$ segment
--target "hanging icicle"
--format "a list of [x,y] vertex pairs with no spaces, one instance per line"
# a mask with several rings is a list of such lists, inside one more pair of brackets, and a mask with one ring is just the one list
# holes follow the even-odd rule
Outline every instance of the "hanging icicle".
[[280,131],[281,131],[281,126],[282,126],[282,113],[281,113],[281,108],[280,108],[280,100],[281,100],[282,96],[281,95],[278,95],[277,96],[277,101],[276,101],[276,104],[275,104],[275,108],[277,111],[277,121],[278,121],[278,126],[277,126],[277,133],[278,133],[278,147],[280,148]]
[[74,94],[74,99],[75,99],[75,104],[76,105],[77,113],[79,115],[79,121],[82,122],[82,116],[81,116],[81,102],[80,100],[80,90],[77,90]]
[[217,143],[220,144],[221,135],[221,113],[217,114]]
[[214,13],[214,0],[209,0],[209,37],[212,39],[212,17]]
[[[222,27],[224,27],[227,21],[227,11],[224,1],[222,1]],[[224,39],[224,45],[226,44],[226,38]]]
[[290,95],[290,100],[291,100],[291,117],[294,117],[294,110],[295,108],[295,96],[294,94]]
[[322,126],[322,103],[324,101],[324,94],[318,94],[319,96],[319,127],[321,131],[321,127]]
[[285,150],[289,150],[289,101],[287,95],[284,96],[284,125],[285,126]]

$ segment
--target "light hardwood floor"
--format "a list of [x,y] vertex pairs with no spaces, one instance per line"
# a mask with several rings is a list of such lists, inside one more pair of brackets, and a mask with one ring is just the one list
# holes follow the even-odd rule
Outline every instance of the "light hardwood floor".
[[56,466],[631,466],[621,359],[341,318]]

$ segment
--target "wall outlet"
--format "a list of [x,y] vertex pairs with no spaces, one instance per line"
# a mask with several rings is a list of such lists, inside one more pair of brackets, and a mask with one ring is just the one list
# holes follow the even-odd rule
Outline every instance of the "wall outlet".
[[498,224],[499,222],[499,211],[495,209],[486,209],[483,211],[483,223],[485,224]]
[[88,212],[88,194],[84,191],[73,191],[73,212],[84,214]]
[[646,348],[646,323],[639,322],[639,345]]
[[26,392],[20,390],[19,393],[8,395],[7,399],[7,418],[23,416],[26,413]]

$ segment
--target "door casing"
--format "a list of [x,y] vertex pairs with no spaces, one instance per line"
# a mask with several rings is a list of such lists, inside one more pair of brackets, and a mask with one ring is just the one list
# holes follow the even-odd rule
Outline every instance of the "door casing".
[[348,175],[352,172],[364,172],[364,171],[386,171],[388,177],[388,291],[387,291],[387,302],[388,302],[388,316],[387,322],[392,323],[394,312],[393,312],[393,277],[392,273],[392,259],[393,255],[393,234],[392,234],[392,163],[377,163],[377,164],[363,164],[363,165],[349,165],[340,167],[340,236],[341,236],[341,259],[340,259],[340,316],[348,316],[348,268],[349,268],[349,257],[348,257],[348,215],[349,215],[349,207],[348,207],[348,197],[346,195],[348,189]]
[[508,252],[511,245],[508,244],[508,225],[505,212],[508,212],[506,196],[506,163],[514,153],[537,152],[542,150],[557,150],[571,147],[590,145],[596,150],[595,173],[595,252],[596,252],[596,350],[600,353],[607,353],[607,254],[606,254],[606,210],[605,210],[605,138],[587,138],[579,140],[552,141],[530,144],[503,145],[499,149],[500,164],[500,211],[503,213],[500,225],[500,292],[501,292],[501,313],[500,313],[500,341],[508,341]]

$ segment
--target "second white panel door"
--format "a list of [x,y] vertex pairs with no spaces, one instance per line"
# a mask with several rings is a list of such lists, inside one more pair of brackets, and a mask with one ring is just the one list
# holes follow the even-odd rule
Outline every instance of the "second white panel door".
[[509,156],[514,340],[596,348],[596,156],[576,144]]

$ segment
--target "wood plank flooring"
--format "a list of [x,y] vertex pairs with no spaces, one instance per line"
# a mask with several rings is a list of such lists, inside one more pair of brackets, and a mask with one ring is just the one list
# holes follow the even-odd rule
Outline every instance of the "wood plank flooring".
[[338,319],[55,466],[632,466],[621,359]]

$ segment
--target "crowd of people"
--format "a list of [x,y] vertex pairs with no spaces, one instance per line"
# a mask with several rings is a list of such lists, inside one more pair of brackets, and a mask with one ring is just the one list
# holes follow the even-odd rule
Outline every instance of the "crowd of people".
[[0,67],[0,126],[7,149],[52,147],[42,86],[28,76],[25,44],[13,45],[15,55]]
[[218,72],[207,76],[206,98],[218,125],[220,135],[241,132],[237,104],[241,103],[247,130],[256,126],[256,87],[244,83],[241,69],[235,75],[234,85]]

........

Reproduce the complete data exactly as presented above.

$ segment
--target "hanging icicle"
--format "a list of [x,y] vertex pairs with no spaces, one instance per line"
# a mask with several rings is a list of such lists, inside one more pair of brackets, and a mask with one ring is just the one list
# holes follow the even-odd rule
Outline every instance of the "hanging icicle".
[[280,131],[281,131],[281,126],[282,126],[282,113],[281,113],[281,108],[280,108],[280,100],[281,100],[282,96],[281,95],[278,95],[277,96],[277,101],[276,101],[276,104],[275,104],[275,108],[277,111],[277,121],[278,121],[278,126],[277,126],[277,133],[278,133],[278,147],[280,148]]
[[74,94],[74,99],[75,99],[75,104],[76,105],[77,113],[79,115],[79,121],[82,122],[82,116],[81,116],[81,102],[80,100],[80,90],[77,90]]
[[217,143],[220,144],[221,135],[221,113],[217,114]]
[[214,13],[214,0],[209,0],[209,37],[212,39],[212,17]]
[[[222,27],[224,27],[227,21],[227,11],[224,1],[222,1]],[[224,39],[224,45],[226,44],[226,38]]]
[[290,95],[290,100],[291,100],[291,117],[294,117],[294,110],[295,108],[295,96],[294,94]]
[[322,126],[322,103],[324,101],[324,94],[318,94],[319,96],[319,127],[321,131],[321,127]]
[[285,150],[289,150],[289,101],[287,95],[284,96],[284,125],[285,126]]

$ segment
--target "light hardwood floor"
--format "a list of [x,y] vertex pairs with no spaces, one instance per line"
# a mask with several rings is a list of such lists, inside one more pair of brackets, and a mask with one ring is just the one list
# holes follow the even-odd rule
Outline every instance of the "light hardwood floor".
[[56,466],[631,466],[621,359],[341,318]]

$ segment
--target "wall outlet"
--format "a list of [x,y] vertex pairs with no spaces, one instance per line"
# a mask with several rings is a list of such lists, inside one more pair of brackets, and a mask with one ring is just the one list
# holes follow the even-odd rule
Outline every instance of the "wall outlet".
[[498,224],[499,222],[499,211],[495,209],[486,209],[483,211],[483,223],[485,224]]
[[88,212],[88,194],[84,191],[73,191],[73,212],[84,214]]
[[646,348],[646,323],[639,322],[639,345]]
[[26,392],[20,390],[19,393],[8,395],[7,399],[7,418],[23,416],[26,413]]

$ segment
--target "door casing"
--format "a list of [x,y] vertex pairs with no spaces, one instance per line"
# a mask with several rings is a list of such lists, inside one more pair of brackets, and a mask with one ring is just the one list
# holes follow the even-odd rule
Outline every instance of the "door casing".
[[348,175],[352,172],[364,172],[364,171],[386,171],[388,177],[388,291],[387,291],[387,302],[388,302],[388,316],[387,322],[392,323],[394,312],[393,312],[393,277],[392,273],[392,259],[393,255],[393,234],[392,234],[392,163],[377,163],[377,164],[363,164],[363,165],[349,165],[340,167],[340,236],[341,236],[341,259],[340,259],[340,316],[348,316],[348,268],[349,268],[349,257],[348,257],[348,215],[349,215],[349,207],[348,207],[348,197],[346,195],[348,189]]
[[508,252],[511,245],[508,244],[508,225],[505,212],[508,212],[506,196],[506,163],[514,153],[537,152],[542,150],[557,150],[571,147],[590,145],[596,150],[595,173],[595,252],[596,252],[596,350],[600,353],[607,353],[607,254],[606,254],[606,210],[605,210],[605,138],[587,138],[579,140],[552,141],[530,144],[503,145],[499,149],[500,164],[500,211],[503,213],[500,225],[500,292],[501,292],[501,313],[500,313],[500,341],[508,341]]

$ segment
--target "second white panel door"
--format "a list of [x,y] vertex pairs with no spaces, one instance per line"
# a mask with several rings is a list of such lists, inside one more pair of brackets, and a mask with one ring is just the one list
# holes follow the even-odd rule
Outline every instance of the "second white panel door".
[[509,156],[514,340],[596,348],[596,156],[576,144]]

$ segment
--target "wood plank flooring"
--format "a list of [x,y] vertex pairs with no spaces, one instance per line"
# a mask with several rings is a list of such lists, inside one more pair of brackets, and a mask with one ring is just the one list
# holes follow the even-odd rule
Outline every instance of the "wood plank flooring".
[[338,319],[55,466],[632,466],[621,359]]

$ segment
--target "crowd of people"
--format "a list of [x,y] vertex pairs with no spaces, one instance per line"
# a mask with several rings is a list of such lists, inside one more pair of brackets, and a mask with one ring is just the one list
# holes follow the even-odd rule
Outline every instance of the "crowd of people".
[[0,67],[0,126],[7,149],[52,147],[42,86],[28,76],[25,44],[13,45],[15,55]]
[[218,72],[207,76],[206,98],[218,125],[220,135],[241,132],[237,104],[241,103],[247,130],[256,126],[256,87],[244,83],[241,69],[235,75],[234,85]]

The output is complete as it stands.